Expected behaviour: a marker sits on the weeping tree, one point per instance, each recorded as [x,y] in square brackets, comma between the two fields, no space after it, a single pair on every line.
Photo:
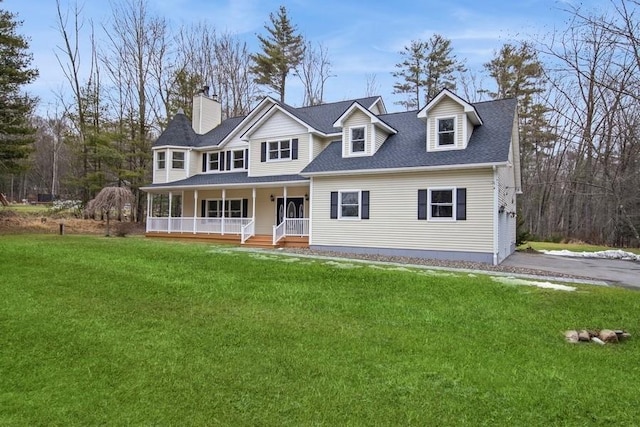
[108,200]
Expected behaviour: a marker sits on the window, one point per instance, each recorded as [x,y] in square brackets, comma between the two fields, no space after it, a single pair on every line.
[238,159]
[357,140]
[441,203]
[161,159]
[350,204]
[279,150]
[214,161]
[234,208]
[177,160]
[446,131]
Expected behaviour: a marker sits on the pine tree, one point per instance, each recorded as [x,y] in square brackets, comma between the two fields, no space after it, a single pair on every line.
[16,133]
[282,51]
[428,67]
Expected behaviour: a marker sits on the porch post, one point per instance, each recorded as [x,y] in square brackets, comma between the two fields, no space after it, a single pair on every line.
[195,210]
[253,204]
[224,195]
[169,219]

____

TASK GOAL: Rewrite the entire listing above, keeping every request line. Multiply each point coordinate in the answers by 0.85 and round to the nearest whole number, with halves rounding up. Omit the picture lines.

SOLUTION TO THIS EXERCISE:
Expected behaviour: a marker sits on the weeping tree, one point per instance, each recorded as [x,y] in square brackets, comma between the two fields, no space after it, a single pair on every line.
Photo:
[92,170]
Expected behaviour: a marker sits on the window, one point per instance, each recorded as [x,y] in square brackets, comma between the two fields, no space after it, a single pair on every line.
[202,135]
[303,119]
[375,173]
[137,135]
[298,173]
[237,128]
[182,137]
[199,177]
[150,136]
[379,111]
Expected behaviour: a marker sits on the pine tree, one point per instance, each recorded as [x,y] in square brackets, comma between the two fields, no space after it, a single pair on every line.
[14,113]
[240,43]
[364,57]
Expected behaviour: a marker sits on the porch post, one point per instance, each recorded as [x,y] in square brackets, comma between the two fields, no space after it, a single pair on every line.
[166,179]
[215,173]
[190,166]
[144,186]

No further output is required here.